Translate this sentence from the article below about Joe Mauer's concussion into Spanish: "Mauer is 30 and is hitting .324/.404/.476 with 35 doubles and 11 homers this season."

▶ **Source document**
——

Twins catcher and face of the franchise Joe Mauer was sent home before Wednesday's game due to ongoing issues stemming from a concussion back in August when he took a foul ball off the mask. He was said to be "irritable" and won't even take batting practice Thursday.
They still seem to be planning on him playing at some point the rest of the way, though.
My question: Why bother?
The Twins are 63-81 right now. The only thing they're playing for on the positive end is avoiding last place (they are 4.5 games ahead of the White Sox), but if they fall a bit down, they'll just end up with a better draft pick.
Meanwhile, Mauer continues to deal with lingering symptoms from a concussion. There should be obvious concerns for Mauer when it comes to after-baseball life when dealing with a head injury like this, but let's leave that aside since this is a baseball blog and not a medical analysis.
So, anyway, we're talking about a head injury to a superstar in Minnesota lingering. Hmmmmmm ... sound familiar?
Justin Morneau was one of baseball's best power hitters from 2006-10. That is, until a concussion in 2010 ruined him. He was hitting .345/.437/.618 with 18 homers and 56 RBI in 81 games in 2010 before his season was over due to a concussion and its ensuing symptoms. He hasn't been the same since, hitting .257/.319/.411 with 40 homers in 340 games.
Can the Twins really chance Mauer taking another shot to the dome the rest of this season instead of giving him all the way until next spring training to hopefully get everything in order -- especially given what they saw happen to Morneau?
Mauer is 30 and is hitting .324/.404/.476 with 35 doubles and 11 homers this season. He's obviously not a home run hitter, but he's an average, on-base and doubles machine. He's also going to be paid $23 million per season through the 2018 season.
Even if we do leave aside the worries for Mauer's after-baseball life -- which we shouldn't -- why would the Twins risk this kind of investment with 18 relatively meaningless games left in another lost season?
An additional layer here is 24-year-old catcher Josmil Pinto. Through only eight games and 29 plate appearances, he's been impressive -- .500/.552/.808 with five doubles, one homer and four RBI. Obviously small sample caveats apply here and the league will adapt with more scouting, but the Twins should get him as much experience as possible the rest of the way.
Pinto has been a good hitting catcher in the minors, too. He hit .309/.400/.482 with 32 doubles and 15 homers in 126 games across Double-A and Triple-A this year. If he can translate these to being a quality-hitting big-league catcher, moving Mauer to a different position would be much easier for the Twins to stomach.
To this point, the Twins have been reluctant to attempt a permanent move of Mauer from behind the plate. Though they haven't explicitly said so, the reason seems a bit obvious. While Mauer is an outstanding hitter for a catcher, his numbers don't play quite as well at first base. His average and on-base percentage are excellent at any position, but the power numbers don't live up to expectations for, say, a first baseman making over $20 million per season.
Look at this way, if Mauer were a first baseman this season, he'd rank 26th in home runs at the position. He would be tied for eighth in slugging percentage thanks to all those doubles and the high average, but teams still look for the longball from first basemen and Mauer doesn't really provide that.
Personally, I think I'd deal with the dip in homers and realize the rate stats live up just fine. He'd be overpaid, sure, but that contract has long since been signed and shouldn't dictate what's in the best interests in the club moving forward. All this is a different discussion for a different day, though.
For now, the Twins just need to shut Mauer down for the season, whether it makes him irritable or not. At the end of the day, that would be a move that's in his best interests just as much as it would be the Twins' best interests.

——

Entries taken from a collection:
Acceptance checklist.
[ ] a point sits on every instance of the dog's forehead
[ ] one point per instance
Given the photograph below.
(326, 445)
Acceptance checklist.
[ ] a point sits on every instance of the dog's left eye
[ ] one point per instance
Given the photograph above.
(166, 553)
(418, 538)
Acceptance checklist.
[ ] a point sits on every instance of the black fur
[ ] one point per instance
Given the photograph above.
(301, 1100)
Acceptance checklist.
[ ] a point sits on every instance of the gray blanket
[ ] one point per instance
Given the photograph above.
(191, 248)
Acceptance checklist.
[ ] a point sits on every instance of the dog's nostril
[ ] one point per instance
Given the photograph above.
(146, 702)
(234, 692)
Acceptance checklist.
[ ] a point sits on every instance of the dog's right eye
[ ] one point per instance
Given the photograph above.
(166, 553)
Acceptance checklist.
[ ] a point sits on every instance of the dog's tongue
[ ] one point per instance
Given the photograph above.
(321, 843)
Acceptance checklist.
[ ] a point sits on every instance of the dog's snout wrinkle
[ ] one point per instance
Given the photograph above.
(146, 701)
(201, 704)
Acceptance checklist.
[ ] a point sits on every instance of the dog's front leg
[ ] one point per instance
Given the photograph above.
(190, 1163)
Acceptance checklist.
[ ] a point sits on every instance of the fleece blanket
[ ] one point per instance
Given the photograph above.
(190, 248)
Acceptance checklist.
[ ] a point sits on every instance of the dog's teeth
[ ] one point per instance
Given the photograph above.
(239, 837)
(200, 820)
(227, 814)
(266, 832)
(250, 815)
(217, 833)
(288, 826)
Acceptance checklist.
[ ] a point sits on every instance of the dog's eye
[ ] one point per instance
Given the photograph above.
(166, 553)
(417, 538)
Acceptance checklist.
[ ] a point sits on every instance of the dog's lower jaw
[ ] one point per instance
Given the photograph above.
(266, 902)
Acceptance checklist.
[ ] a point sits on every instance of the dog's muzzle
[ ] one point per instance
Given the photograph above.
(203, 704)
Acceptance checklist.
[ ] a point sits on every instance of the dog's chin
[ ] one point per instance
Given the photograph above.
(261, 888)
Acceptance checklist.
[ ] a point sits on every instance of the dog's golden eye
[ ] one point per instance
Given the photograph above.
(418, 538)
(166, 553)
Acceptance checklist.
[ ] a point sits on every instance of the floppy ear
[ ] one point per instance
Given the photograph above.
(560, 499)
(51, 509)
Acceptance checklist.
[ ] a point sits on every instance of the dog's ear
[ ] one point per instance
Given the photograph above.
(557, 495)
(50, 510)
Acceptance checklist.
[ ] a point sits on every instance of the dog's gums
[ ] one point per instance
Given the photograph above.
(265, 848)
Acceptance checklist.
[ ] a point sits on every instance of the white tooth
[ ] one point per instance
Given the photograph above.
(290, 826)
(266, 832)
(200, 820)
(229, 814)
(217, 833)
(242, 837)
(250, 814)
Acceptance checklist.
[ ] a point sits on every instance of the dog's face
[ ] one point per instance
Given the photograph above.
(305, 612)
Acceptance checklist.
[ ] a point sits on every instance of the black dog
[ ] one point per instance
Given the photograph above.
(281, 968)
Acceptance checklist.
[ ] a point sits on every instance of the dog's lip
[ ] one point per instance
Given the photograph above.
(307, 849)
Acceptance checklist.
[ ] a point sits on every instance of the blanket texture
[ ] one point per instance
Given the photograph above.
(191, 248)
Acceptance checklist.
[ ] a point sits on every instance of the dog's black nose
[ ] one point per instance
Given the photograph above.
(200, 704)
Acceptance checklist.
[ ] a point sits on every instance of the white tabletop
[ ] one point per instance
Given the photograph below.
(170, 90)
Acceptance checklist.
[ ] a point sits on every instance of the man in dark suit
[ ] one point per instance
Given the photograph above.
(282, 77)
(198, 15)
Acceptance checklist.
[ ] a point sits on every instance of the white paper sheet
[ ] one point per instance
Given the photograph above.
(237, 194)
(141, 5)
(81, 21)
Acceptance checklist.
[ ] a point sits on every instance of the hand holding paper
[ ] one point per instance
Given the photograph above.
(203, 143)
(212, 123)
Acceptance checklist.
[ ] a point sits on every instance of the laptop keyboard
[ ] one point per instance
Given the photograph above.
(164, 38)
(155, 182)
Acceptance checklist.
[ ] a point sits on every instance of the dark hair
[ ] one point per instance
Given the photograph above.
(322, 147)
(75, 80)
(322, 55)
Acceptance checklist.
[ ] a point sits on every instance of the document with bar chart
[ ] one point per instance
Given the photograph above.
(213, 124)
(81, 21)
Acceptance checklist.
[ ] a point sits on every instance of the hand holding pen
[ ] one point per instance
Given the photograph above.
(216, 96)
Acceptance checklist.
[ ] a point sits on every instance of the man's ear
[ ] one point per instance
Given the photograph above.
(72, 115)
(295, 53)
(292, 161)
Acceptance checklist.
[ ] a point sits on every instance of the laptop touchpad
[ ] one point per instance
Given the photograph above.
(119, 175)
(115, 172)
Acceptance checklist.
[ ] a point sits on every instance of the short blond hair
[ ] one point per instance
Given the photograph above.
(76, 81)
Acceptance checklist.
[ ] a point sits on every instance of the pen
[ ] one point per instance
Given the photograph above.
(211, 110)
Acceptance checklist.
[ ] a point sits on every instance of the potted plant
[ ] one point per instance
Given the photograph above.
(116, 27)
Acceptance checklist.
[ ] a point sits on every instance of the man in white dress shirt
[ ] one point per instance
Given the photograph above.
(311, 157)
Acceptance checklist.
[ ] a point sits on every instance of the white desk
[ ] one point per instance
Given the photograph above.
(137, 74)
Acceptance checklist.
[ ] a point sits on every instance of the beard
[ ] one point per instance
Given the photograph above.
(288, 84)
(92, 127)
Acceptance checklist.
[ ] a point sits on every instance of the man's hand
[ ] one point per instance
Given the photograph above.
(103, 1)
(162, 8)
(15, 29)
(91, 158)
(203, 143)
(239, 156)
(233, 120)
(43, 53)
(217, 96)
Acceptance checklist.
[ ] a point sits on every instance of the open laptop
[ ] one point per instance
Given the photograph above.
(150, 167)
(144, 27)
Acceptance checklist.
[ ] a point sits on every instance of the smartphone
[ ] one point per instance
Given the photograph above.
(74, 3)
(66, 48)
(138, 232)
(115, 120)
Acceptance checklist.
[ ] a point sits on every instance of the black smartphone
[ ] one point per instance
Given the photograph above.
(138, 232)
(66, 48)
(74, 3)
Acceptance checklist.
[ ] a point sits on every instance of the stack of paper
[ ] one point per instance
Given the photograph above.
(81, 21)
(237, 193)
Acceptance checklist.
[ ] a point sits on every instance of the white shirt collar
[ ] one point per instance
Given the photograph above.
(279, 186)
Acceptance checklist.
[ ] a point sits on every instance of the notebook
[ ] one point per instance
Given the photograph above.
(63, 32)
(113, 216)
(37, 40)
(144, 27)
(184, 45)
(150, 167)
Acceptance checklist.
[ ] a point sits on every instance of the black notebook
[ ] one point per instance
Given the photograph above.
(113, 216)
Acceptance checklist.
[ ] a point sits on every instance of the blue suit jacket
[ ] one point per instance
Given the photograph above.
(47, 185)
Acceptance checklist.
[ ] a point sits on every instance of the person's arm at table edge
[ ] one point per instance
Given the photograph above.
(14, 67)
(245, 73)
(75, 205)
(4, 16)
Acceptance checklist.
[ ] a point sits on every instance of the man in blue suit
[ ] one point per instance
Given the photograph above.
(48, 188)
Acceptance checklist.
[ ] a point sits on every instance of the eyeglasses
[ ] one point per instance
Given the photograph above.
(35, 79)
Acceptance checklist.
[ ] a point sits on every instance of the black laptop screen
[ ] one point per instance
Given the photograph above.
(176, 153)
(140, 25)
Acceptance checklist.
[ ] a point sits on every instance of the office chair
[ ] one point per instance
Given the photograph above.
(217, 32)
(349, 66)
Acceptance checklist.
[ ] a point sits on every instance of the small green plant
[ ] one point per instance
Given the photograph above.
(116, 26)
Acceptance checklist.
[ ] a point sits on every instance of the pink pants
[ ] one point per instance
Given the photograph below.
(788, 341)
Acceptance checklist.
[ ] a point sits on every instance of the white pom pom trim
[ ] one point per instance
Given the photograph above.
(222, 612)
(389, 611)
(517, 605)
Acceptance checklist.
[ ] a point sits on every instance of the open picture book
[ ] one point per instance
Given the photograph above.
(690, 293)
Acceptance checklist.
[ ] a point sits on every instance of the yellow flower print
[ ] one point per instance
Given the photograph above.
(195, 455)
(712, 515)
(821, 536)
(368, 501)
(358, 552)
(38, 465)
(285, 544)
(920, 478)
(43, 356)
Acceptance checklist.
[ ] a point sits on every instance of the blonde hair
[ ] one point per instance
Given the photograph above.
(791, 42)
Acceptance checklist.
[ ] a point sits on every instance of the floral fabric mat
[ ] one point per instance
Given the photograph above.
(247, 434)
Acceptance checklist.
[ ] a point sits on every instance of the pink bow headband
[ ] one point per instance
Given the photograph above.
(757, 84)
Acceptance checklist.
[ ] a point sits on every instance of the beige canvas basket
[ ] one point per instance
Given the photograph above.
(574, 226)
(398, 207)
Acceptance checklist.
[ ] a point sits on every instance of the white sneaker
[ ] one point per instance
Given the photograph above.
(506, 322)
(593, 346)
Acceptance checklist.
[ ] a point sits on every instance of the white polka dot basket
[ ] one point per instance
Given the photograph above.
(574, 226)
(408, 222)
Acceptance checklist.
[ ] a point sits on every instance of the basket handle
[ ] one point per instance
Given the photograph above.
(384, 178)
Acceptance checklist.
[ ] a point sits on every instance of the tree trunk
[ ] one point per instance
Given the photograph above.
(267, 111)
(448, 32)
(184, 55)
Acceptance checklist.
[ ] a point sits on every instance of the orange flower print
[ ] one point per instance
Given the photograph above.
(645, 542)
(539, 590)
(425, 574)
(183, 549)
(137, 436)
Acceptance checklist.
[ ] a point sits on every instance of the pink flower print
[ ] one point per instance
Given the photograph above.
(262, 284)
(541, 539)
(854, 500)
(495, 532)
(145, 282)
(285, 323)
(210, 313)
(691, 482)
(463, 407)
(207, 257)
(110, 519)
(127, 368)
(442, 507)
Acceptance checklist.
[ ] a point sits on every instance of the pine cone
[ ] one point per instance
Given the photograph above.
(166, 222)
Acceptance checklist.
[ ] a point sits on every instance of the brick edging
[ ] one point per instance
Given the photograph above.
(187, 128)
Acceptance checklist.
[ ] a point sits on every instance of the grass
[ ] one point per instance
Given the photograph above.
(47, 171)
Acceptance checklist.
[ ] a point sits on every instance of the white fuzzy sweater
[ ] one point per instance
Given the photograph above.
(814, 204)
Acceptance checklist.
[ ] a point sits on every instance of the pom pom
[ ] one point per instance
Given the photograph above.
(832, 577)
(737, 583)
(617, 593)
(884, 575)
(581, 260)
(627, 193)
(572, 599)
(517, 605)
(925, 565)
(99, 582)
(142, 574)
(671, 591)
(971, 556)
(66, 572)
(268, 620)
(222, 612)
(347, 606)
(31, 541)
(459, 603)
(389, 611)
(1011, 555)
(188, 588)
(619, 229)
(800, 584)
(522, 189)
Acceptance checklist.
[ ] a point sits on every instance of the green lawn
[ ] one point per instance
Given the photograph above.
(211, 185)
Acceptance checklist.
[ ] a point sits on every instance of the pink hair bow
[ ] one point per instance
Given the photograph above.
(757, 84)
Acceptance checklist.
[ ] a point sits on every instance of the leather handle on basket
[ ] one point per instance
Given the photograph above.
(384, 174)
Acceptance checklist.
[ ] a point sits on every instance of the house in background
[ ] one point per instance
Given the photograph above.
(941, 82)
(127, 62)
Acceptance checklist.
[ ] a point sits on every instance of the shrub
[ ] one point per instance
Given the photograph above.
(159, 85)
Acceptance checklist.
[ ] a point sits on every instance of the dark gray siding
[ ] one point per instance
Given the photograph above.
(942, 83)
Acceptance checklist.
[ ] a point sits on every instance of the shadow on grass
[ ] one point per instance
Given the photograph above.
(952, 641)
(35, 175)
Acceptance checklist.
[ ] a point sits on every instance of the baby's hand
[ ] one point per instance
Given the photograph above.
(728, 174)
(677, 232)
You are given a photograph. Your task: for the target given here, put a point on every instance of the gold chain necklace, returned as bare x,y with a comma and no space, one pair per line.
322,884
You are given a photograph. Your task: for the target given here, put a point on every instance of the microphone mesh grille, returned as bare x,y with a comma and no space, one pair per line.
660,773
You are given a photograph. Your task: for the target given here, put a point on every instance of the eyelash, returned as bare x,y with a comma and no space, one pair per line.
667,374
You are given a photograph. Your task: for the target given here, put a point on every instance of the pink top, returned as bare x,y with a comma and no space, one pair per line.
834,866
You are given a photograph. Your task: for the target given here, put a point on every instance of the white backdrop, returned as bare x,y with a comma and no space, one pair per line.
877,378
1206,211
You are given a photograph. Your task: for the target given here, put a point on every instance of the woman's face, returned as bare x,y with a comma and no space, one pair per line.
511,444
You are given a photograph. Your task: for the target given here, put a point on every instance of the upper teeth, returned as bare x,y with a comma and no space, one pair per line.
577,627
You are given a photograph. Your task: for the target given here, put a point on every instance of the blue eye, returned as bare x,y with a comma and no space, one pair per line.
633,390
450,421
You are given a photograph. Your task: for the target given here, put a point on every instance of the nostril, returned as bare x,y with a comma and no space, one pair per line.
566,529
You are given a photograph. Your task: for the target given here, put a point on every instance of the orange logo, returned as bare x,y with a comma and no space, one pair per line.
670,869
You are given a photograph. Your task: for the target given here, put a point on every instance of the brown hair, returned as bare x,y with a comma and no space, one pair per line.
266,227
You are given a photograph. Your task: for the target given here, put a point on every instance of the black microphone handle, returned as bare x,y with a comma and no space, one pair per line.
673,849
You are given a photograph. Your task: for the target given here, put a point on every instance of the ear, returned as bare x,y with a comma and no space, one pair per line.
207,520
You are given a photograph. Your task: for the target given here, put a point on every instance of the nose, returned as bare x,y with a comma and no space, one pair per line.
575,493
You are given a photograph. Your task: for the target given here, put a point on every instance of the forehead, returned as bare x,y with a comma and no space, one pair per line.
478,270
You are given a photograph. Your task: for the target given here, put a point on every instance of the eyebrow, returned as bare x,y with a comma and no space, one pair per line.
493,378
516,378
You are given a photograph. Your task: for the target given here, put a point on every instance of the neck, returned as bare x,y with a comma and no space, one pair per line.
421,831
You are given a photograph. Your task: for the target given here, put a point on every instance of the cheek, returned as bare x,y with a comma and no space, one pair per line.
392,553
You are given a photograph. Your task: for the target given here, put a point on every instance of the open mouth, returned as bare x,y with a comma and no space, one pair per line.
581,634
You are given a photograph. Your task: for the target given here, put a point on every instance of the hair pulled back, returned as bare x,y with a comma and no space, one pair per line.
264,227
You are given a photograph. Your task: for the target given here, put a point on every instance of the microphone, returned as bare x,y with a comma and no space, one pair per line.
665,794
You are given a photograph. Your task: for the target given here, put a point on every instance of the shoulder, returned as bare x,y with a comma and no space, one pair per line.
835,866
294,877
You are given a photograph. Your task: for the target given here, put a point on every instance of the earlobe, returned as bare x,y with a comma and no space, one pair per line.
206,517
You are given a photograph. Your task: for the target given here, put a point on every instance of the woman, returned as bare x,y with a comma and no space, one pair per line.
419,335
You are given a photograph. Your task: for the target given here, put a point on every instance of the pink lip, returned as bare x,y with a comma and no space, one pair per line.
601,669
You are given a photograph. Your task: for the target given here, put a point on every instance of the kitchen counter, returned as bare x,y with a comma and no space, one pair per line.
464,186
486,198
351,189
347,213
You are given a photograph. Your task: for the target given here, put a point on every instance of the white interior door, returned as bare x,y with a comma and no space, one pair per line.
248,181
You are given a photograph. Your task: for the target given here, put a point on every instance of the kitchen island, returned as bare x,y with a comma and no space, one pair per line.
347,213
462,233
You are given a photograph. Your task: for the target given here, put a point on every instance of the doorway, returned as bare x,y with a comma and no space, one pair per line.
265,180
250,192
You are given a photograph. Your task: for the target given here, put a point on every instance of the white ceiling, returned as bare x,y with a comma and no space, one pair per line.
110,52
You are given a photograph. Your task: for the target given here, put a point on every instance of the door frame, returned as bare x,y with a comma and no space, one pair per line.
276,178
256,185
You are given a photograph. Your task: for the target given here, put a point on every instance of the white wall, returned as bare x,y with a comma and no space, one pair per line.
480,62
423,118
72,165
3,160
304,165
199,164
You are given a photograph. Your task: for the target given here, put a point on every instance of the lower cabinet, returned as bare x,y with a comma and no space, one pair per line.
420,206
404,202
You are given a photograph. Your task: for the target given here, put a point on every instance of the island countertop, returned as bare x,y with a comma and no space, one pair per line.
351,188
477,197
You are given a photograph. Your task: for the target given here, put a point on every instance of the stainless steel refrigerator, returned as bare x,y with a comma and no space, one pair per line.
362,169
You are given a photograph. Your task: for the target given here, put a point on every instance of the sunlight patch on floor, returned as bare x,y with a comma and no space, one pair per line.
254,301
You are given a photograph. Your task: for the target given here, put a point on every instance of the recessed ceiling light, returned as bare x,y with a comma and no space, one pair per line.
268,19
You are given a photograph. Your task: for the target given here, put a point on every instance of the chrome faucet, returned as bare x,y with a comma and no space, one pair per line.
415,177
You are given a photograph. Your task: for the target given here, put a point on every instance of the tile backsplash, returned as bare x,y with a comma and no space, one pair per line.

——

▶ **Your solution**
Mauer tiene 30 años y está bateando .324/.404/.476 con 35 dobles y 11 jonrones esta temporada.